"""

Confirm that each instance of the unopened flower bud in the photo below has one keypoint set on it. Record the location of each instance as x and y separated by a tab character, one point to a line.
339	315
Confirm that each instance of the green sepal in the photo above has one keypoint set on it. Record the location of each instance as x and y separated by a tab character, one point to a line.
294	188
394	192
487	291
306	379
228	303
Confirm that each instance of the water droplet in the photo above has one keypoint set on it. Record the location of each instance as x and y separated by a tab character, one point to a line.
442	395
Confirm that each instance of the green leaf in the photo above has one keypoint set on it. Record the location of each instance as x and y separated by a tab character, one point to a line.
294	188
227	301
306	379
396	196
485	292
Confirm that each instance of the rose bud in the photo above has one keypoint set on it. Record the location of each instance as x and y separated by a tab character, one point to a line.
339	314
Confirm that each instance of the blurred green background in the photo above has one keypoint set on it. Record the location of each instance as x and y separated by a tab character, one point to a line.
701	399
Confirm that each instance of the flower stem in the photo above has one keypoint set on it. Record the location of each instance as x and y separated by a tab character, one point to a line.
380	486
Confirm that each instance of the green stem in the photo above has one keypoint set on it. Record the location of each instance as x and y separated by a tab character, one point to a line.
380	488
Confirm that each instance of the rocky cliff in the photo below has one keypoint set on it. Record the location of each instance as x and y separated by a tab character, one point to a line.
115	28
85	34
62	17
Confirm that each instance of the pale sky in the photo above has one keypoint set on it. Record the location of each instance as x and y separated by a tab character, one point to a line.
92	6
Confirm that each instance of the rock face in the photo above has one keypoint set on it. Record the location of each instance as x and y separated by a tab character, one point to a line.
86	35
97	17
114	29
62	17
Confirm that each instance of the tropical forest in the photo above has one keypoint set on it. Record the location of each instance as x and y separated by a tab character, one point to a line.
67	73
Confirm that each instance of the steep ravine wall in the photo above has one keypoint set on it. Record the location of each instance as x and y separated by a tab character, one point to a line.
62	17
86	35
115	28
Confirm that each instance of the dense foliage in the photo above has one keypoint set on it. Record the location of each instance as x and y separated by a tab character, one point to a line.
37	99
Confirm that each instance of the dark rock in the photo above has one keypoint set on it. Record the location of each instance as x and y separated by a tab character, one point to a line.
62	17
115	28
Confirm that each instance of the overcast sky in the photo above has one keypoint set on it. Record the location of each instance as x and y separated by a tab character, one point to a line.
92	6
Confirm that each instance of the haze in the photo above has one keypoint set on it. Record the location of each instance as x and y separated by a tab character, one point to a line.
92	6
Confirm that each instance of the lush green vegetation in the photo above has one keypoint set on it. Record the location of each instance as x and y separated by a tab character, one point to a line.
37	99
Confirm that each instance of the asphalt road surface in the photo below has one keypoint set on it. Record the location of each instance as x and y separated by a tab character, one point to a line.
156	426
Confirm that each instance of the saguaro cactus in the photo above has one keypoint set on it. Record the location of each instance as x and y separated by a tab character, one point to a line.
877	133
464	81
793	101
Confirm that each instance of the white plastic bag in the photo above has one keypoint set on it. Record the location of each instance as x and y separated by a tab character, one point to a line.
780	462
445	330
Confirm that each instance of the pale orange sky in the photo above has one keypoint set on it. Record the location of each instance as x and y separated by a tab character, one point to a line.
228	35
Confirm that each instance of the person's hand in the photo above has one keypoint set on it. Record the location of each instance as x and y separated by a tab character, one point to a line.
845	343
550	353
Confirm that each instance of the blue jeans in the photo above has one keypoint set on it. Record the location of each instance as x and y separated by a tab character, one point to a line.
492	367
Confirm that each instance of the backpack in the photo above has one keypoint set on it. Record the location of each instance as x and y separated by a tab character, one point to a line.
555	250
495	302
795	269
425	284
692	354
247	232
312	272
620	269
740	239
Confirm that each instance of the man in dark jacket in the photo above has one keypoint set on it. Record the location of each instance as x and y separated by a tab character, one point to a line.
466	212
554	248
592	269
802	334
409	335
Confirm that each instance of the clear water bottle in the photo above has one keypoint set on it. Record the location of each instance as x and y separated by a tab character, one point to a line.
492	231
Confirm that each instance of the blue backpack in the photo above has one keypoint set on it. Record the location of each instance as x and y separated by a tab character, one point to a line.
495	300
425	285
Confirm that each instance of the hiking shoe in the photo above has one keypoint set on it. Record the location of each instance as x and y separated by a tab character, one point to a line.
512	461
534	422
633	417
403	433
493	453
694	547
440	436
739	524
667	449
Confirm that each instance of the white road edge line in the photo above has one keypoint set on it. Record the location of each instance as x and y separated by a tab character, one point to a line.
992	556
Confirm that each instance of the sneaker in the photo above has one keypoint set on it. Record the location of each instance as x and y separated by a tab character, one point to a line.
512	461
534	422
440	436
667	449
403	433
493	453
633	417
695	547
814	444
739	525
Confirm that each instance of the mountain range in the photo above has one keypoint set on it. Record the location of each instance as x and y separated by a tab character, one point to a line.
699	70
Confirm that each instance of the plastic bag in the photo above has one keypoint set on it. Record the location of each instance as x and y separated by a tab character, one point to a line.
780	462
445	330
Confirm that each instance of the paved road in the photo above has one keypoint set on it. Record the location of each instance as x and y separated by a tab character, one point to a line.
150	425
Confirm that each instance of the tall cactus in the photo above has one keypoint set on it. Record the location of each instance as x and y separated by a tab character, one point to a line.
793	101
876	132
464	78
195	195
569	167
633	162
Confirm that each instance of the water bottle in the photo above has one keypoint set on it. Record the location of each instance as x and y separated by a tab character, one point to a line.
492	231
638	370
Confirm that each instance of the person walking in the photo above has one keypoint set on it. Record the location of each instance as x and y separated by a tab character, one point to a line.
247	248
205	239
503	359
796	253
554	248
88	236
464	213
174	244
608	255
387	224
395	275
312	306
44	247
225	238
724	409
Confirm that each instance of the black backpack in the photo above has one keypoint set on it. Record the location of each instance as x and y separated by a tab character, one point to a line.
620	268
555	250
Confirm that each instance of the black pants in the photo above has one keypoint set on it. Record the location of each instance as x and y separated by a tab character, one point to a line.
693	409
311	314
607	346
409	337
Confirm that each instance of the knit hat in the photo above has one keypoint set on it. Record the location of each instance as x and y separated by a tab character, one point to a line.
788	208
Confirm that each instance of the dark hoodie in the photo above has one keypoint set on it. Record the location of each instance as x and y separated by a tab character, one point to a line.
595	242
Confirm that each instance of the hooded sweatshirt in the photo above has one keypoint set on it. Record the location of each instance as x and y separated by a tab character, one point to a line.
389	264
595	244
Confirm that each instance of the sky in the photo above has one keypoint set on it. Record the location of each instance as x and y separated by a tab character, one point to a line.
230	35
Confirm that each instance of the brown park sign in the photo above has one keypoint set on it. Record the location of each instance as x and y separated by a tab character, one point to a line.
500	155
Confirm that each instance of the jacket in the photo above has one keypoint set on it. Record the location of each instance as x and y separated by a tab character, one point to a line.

"""

PROBLEM DETAILS
Swap "keypoint" for "marker" everywhere in the listing and give it again with nothing else changed.

PROBLEM SOLUTION
Confirm that each instance of the unopened flower bud in the photo below has one marker set on it. Record the location of each instance as x and y separated by a tab character, one point to a line.
339	315
Confirm that each instance of the green sepal in the photo above has one marker set on it. Record the location of each instance as x and y separated by a tab character, one point to a line.
294	188
394	192
487	291
306	379
228	303
Confirm that each instance of the water droplet in the photo above has one marker set on it. Record the location of each instance as x and y separated by a tab character, one point to a line.
442	395
Confirm that each instance of the green leaf in the photo above has one marker set on it. Record the location of each instance as x and y separated by a tab character, one point to a line.
294	188
227	301
306	379
396	196
485	292
Confirm that each instance of the rose bud in the photo above has one marker set on it. Record the location of each instance as x and y separated by a tab character, one point to a line.
339	314
Confirm that each instance of the blurred green background in the photo above has one marker set on it. Record the location of each instance as x and y separated by a tab character, one point to a line.
701	399
Confirm that each instance of the flower stem in the photo above has one marker set on it. Record the location of each instance as x and y separated by a tab character, one point to a line.
380	486
Confirm that each instance of the green stem in the photo above has one marker set on it. Record the location of each instance as x and y separated by a tab character, one point to a line.
380	488
Confirm that each instance of the rocky cliff in the photo below has one marker set on it. Record the location of each instance as x and y separated by a tab character, one point to a line.
115	28
85	34
62	17
Confirm that each instance of the pale sky in the photo above has one marker set on it. Record the location of each instance as x and y separated by a tab character, one point to a line.
92	6
Confirm that each instance of the rock face in the photo above has one marker set on it. Record the location of each instance as x and y separated by a tab character, one point to a line.
86	35
97	17
114	29
62	17
Confirm that each instance of the tropical forest in the photo above has one marker set on it. Record the location of each instance as x and y separated by a tab character, one point to a line.
67	73
Confirm that each instance of the steep ravine wall in the photo above has one marker set on it. Record the location of each instance as x and y separated by a tab character, one point to a line.
62	17
86	35
115	28
Confirm that each instance of the dense foliage in the photo above has one marker set on it. Record the location of each instance as x and y separated by a tab character, one point to a line.
37	99
Confirm that each instance of the dark rock in the photo above has one marker set on it. Record the location of each instance as x and y separated by a tab character, one point to a line.
62	17
115	28
Confirm that each instance of the overcast sky in the photo above has one marker set on it. Record the location of each instance as x and y separated by a tab character, one point to a line.
92	6
Confirm that each instance of the haze in the photo above has one marker set on it. Record the location of each instance as x and y separated by a tab character, one point to a line.
92	6
Confirm that each instance of the lush green vegetation in the photo above has one marker set on it. Record the location of each instance as x and y separated by a tab character, one point to a line.
37	99
Confirm that each instance of the asphalt road surface in the photo below has one marker set on it. Record the location of each instance as x and y separated by a tab character, one point to a line.
156	426
Confirm that each instance of the saguaro cactus in the photo above has one marker set on it. Record the location of each instance as x and y separated by a tab character, one point to a line.
877	133
464	81
793	101
Confirm that each instance of the white plastic bag in the photo above has one marker set on it. Record the location of each instance as x and y separated by a tab character, one point to a line.
780	462
445	330
Confirm that each instance of the pale orange sky in the photo above has one marker set on it. Record the location of each instance as x and y separated by a tab character, one point to a line.
228	35
Confirm that each instance of the person's hand in the photo above has one marker set on it. Record the location of each instance as x and y separated by a tab character, one point to a line.
845	343
550	353
Confirm that each instance of the blue jeans in the photo above has one marker set on it. Record the location of each instance as x and y separated by a tab character, one point to a line.
492	367
Confirm that each instance of the backpack in the photo above has one marker set on it. Record the location of each instance as x and y separated by a tab character, one point to a line.
555	250
495	302
795	269
425	284
692	354
247	232
312	272
620	269
740	239
Confirm that each instance of the man in dark jacket in the photo above has one marker set on it. Record the location of each instance as x and y separated by a tab character, one point to a line.
466	212
554	248
592	269
802	334
409	335
Confirm that each instance of the clear water bottle in the photo above has one marker set on it. Record the location of each instance as x and y separated by a tab character, one point to a line.
492	231
Confirm that each instance of the blue backpack in the photo above has one marker set on it. Record the location of each instance as x and y separated by a tab character, one point to a line.
495	300
425	285
Confirm that each instance of the hiking shoe in the photo above has one marker set on it. Record the location of each instance as x and y separated by a tab character, one point to a line.
512	461
534	422
633	417
403	433
493	453
694	547
440	436
739	524
667	449
Confirm that each instance of the white road edge line in the photo above has one marker set on it. Record the location of each instance as x and y separated by a tab character, one point to a line.
992	556
Confirm that each instance of the sneaker in the photo above has one marker set on it. Record the location of each instance as x and y separated by a tab character, one point to a line.
512	461
534	422
440	436
667	449
403	433
493	453
633	417
695	547
814	444
739	525
Confirm that each instance of the mountain range in the photo above has one marker set on it. Record the location of each instance as x and y separated by a tab character, one point to a line.
699	70
Confirm that each instance of the plastic bag in the photo above has one marker set on it. Record the location of each instance as x and y separated by a tab character, one point to a line.
780	462
445	330
Confirm that each instance of the paved road in the photo above has one marker set on it. Record the location of each instance as x and y separated by a tab character, one point to a line.
150	425
Confirm that each instance of the tall cactus in the photo above has one marker set on it. Record the location of each instance as x and y separated by a tab character, one point to a line.
793	101
876	132
464	78
195	195
569	167
633	162
Confirm that each instance of the water bottle in the photo above has one marker set on it. Record the location of each instance as x and y separated by a tab character, one point to a line.
492	231
638	370
Confirm that each instance of the person walking in the photo above has one marker set on it. Record the location of each instance as x and y separated by a tab character, one point to a line.
247	248
205	239
503	359
796	253
554	248
88	236
464	213
174	244
608	255
387	224
395	275
312	306
44	247
225	238
724	409
Confirm that each instance of the black backpack in the photo above has one marker set on it. Record the location of each instance as x and y separated by a tab character, one point to a line.
620	268
555	250
Confirm that each instance of the black pants in the photo above has one marker set on it. Record the location of each instance as x and y separated by a tab character, one point to a line.
693	409
311	314
607	346
409	337
Confirm that each instance of the knit hat in the photo above has one marker set on it. Record the location of each instance as x and y separated by a tab character, one point to a line.
788	208
Confirm that each instance of the dark hoodie in the photo above has one marker set on it. Record the location of each instance as x and y separated by a tab character, one point to a line.
595	242
Confirm that each instance of the hooded sweatshirt in the photo above has one marker set on it. Record the location of each instance as x and y separated by a tab character, one point to a line.
389	264
595	244
Confirm that each instance of the sky in the photo above has one marker set on it. Record the location of each instance as x and y separated by a tab character, one point to a line.
230	35
Confirm that each instance of the brown park sign in the photo above has one marker set on it. Record the location of each instance as x and y separated by a tab character, one point to a line.
500	155
Confirm that each instance of the jacket in the photo above has one marker set on it. Record the location of each instance as x and y separated by a tab character, one point to a line.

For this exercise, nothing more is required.